O que fazer -
Por favor, dê continuidade ao texto sobre as importações de aço chinês na América Latina a partir da última frase apresentada.

Texto de leitura -
---+---
No Brasil, o maior produtor de aço da região, também há preocupação. No ano passado, as importações vindas da China cresceram 50% e a produção caiu 6,5%, segundo o Instituto Aço Brasil.
A Gerdau, uma das maiores siderúrgicas do país, já despediu 700 trabalhadores. Os últimos, em fevereiro, foram desligados da planta de Pindamonhangaba, em São Paulo, devido ao “cenário desafiador enfrentado pelo mercado brasileiro frente às condições predatórias de importação do aço chinês”, comunicou a empresa, que não respondeu os contatos da AFP.
As siderúrgicas brasileiras também pedem uma tarifa de 25%, como a que o México impôs a 205 tipos de produtos feitos de aço, se alinhando às tarifas impostas pelos Estados Unidos, seu principal parceiro comercial.
O aço representa 1,4% do PIB mexicano e gera 700.000 empregos. 77,5% da exportação vão para os Estados Unidos, segundo dados oficiais.
China “muito presente”
Nas últimas duas décadas, a China aumentou sua participação no mercado mundial de aço de 15% para 54%, segundo a Associação Latino-Americana do Aço (Alacero).
Na América Latina, as importações cresceram em 2023 a um recorde de 44%, superando as 10 milhões de toneladas. Duas décadas atrás, a China exportava apenas 85.000 toneladas de aço.
“A China está muito presente na América Latina”, lamenta Alejandro Wagner, diretor-executivo da Alacero.
“Ninguém é contra o comércio entre países, mas sempre se fala de um comércio justo”, acrescenta o executivo à AFP.
A preocupação pelo excesso de capacidade da siderurgia chinesa aumentou nos últimos anos, ante o menor dinamismo em seu setor de construção, que libera mais produtos para exportação.
---+---
Entradas do conjunto de dados -
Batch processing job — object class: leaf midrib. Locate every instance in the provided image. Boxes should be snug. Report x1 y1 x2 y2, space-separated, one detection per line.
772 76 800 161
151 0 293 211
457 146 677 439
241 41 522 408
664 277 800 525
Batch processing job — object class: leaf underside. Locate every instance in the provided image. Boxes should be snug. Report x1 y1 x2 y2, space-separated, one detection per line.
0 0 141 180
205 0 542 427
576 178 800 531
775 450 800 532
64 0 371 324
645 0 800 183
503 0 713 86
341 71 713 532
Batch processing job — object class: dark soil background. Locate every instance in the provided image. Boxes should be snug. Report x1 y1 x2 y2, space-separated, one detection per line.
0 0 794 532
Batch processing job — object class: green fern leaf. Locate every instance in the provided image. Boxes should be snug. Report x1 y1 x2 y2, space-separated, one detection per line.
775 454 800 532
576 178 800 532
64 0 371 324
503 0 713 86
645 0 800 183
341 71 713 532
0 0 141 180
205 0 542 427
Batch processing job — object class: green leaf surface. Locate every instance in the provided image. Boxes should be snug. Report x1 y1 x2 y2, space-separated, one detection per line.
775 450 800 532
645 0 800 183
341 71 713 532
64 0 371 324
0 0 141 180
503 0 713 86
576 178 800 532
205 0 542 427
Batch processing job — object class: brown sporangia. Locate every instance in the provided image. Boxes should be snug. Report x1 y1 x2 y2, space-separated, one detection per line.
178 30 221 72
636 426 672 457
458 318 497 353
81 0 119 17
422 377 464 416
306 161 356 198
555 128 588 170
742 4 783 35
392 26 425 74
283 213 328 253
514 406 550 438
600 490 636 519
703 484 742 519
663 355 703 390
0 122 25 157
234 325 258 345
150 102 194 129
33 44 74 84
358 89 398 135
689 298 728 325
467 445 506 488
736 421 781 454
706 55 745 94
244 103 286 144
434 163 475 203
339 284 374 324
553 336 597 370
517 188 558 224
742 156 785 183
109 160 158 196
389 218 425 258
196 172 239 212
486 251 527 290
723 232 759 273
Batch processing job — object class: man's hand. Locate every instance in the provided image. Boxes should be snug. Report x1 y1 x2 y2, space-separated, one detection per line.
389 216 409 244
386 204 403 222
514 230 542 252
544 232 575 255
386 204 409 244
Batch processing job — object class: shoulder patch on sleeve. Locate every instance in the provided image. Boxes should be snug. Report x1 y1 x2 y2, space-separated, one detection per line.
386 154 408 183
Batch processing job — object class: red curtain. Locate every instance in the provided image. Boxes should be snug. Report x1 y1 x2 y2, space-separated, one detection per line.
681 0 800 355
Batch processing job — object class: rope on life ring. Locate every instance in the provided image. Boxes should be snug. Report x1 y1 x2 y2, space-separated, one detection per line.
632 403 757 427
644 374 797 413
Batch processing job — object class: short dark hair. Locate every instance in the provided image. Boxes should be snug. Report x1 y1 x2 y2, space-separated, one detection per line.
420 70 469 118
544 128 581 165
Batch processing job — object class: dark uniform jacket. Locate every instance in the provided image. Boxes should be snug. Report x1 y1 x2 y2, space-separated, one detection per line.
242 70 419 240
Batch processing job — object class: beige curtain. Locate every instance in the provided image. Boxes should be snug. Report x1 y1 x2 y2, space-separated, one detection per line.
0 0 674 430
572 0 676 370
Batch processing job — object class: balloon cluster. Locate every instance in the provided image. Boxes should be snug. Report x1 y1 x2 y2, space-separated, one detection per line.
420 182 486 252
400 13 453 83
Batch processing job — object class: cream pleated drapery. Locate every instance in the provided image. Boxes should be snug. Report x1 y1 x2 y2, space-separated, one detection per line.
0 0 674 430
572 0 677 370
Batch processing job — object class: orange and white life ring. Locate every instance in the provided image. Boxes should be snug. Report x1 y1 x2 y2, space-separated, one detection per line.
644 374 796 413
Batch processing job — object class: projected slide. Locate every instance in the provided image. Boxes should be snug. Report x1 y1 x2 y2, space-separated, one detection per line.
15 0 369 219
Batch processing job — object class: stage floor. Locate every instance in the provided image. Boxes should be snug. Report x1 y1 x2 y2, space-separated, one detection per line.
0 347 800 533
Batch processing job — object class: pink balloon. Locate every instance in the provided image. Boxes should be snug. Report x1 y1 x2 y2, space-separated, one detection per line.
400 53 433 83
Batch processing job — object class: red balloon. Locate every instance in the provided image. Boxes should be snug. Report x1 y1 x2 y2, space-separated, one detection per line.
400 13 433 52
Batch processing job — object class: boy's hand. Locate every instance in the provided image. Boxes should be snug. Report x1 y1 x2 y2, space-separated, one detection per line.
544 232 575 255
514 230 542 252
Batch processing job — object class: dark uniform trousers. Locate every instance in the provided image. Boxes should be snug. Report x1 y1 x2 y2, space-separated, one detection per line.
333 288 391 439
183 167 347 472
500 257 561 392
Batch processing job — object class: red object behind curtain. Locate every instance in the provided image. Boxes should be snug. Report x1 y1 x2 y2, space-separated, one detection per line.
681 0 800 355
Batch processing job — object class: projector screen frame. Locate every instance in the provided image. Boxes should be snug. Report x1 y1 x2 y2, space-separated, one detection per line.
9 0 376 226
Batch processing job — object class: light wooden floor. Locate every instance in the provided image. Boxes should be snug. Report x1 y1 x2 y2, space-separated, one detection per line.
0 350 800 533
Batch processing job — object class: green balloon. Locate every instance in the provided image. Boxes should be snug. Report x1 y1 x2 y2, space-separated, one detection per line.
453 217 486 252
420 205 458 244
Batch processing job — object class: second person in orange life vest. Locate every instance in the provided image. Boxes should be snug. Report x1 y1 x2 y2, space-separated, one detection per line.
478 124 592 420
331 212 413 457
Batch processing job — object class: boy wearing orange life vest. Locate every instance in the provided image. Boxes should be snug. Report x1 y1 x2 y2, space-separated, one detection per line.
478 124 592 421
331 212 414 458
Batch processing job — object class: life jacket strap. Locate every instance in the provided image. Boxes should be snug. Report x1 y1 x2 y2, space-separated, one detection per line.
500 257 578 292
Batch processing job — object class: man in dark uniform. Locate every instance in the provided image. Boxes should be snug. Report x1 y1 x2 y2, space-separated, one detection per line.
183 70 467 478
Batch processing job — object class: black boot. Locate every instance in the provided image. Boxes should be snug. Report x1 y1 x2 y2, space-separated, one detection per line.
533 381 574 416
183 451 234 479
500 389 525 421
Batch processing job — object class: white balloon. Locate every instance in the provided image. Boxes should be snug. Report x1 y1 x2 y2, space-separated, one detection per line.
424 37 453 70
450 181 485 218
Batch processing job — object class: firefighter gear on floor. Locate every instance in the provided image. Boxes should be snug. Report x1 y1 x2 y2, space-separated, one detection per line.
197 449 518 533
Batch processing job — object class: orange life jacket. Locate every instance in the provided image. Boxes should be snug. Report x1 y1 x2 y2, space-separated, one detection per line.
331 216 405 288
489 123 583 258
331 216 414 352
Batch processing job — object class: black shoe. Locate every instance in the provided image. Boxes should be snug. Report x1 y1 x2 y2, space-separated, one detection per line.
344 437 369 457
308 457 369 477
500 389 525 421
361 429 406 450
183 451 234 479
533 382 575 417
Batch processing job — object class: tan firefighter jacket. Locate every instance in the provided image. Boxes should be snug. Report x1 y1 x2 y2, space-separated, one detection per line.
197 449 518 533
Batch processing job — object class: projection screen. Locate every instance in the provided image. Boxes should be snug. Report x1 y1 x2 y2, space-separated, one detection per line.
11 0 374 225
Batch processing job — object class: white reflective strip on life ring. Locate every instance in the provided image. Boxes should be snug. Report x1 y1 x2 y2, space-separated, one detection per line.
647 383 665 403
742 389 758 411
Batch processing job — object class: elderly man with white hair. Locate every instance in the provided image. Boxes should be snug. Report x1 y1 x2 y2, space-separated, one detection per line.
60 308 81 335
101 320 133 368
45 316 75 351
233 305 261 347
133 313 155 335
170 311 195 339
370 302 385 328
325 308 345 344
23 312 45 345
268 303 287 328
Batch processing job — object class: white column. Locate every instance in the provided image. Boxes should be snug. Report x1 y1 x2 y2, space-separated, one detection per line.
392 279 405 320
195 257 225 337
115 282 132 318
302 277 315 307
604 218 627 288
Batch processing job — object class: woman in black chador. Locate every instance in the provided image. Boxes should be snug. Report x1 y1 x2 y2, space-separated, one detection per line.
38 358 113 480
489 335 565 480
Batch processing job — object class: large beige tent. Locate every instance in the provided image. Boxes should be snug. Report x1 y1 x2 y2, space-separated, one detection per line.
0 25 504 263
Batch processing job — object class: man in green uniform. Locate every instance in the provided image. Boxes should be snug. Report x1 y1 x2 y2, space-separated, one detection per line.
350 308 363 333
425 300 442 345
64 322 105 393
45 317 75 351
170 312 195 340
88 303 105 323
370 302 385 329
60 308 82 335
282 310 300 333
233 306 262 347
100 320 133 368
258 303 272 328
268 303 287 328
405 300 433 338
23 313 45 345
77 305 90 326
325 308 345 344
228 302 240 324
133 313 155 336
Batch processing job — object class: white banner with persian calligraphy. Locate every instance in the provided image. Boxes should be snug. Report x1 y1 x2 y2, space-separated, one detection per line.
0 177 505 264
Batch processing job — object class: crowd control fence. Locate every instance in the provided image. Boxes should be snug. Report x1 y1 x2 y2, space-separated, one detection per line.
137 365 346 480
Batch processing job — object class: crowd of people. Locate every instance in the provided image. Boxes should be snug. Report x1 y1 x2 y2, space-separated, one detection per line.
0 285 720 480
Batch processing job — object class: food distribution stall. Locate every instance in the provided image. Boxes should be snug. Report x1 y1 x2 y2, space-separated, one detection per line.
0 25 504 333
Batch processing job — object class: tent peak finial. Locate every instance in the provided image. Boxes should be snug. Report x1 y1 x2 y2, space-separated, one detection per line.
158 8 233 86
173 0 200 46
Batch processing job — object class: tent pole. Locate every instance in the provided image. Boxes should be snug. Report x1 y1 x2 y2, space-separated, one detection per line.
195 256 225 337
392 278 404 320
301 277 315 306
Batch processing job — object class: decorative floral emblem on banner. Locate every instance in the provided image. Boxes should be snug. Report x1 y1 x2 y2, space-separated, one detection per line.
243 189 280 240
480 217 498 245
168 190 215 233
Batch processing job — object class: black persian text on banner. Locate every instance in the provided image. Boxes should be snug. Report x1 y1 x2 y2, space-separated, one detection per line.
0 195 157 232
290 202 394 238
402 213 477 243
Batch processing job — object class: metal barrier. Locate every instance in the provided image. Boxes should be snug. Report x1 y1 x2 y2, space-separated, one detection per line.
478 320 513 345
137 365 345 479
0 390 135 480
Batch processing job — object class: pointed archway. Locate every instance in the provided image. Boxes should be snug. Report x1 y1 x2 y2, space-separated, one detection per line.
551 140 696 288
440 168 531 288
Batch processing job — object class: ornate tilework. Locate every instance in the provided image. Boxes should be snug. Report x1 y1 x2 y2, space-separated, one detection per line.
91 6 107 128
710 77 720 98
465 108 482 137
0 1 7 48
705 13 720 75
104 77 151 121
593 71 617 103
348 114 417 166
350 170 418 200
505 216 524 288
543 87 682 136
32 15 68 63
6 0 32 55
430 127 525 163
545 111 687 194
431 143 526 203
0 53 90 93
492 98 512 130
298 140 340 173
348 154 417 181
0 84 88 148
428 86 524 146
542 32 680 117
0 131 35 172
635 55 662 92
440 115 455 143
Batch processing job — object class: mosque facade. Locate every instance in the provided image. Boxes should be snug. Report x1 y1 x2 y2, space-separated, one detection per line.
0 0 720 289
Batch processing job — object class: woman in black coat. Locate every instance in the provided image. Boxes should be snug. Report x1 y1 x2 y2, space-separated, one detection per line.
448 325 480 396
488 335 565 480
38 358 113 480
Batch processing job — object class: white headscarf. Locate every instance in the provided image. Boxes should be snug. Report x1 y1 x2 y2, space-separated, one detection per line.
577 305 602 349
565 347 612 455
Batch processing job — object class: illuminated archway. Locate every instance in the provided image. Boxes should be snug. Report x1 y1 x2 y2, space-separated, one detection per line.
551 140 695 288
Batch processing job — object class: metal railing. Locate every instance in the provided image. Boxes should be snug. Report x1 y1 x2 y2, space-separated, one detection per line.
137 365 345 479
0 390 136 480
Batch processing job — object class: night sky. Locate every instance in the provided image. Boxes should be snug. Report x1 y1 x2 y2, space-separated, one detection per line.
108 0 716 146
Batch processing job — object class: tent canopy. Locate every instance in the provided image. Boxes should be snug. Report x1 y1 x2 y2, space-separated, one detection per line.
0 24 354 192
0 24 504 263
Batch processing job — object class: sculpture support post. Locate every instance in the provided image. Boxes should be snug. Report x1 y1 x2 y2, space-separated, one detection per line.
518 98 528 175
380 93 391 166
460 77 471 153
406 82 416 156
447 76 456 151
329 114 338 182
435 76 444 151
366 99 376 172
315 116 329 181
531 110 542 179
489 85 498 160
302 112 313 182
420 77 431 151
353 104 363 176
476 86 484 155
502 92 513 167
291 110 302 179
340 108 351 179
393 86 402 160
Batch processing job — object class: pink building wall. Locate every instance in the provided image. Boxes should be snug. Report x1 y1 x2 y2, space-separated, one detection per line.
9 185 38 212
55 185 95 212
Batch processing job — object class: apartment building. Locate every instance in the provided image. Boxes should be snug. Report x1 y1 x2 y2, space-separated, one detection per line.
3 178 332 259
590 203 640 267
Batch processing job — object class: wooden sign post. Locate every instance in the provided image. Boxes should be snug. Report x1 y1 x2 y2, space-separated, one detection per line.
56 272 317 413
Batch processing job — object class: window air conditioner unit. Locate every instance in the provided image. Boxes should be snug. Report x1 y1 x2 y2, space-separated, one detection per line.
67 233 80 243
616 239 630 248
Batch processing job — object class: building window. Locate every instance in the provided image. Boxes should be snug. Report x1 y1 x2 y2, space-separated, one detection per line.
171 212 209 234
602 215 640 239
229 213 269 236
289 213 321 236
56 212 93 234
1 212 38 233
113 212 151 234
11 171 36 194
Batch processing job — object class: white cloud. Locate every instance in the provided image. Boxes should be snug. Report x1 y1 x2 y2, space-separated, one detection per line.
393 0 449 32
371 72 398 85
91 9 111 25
---+---
Resultado esperado -
Em uma visita recente à China, a secretária americana do Tesouro, Janet Yellen, expressou preocupação pelo “excesso” de produção chinesa e assegurou que os Estados Unidos “não aceitarão” que o mundo seja inundado de bens chineses vendidos abaixo do preço.
Em 2018, os Estados Unidos impuseram uma tarifa adicional de 25% ao aço chinês.
Doloroso “terremoto social”
Fechar Huachipato, do grupo privado CAP, desferiria um duro golpe em Talcachuano, um porto do sul do Chile do qual é principal sustento há 70 anos e onde cumpre um importante papel social.
De seu aço nasceu o clube de futebol “Huachipato”, atual campeão chileno.
Ramíres é um trabalhador ligado a essa empresa desde criança. Primeiro, como jogador das divisões inferiores; depois como profissional e uma vez aposentado do esporte, como diretor de um dos sindicatos da empresa.
“O que estamos vivendo é muito doloroso”, afirmou o homem de 56 anos, que viajou para Santiago ao lado de outros dirigentes para expor o “terremoto social” que se avizinha.
Em um último esforço para se manter competitiva – depois de perdas de 1 bilhão de dólares desde 2009 -, Huachipato solicitou à Comissão Antidistorsões chilena uma tarifa de 25% ao aço importado.
A Comissão encontrou “provas suficientes para apoiar a existência de dumping” – venda de um produto abaixo do custo – por parte da China e recomendou uma taxa de 15%, considerada “insuficiente” pela Huachipato.
“Não estamos pedindo subsídios ou salvaguardas. A Huachipato tem a capacidade de ser lucrativa em um ambiente competitivo”, disse seu gerente, Jean Paul Sauré.
Para o governo do esquerdista Gabriel Boric, a Huachipato é uma empresa “estratégica”. A Huachipato se especializou em insumos essenciais para a mineração: barras e esferas de aço para moagem de cobre, do qual o Chile é o maior produtor mundial.
Durante a pandemia, quando o comércio mundial foi interrompido, “foi a Huachipato que manteve o fornecimento de aço do país”, disse à AFP o ministro da Economia, Nicolás Grau.
A decisão de impor medidas de proteção não é fácil. O Chile assinou um Tratado de Livre Comércio com a China em 2006, o que o expõe a possíveis retaliações comerciais.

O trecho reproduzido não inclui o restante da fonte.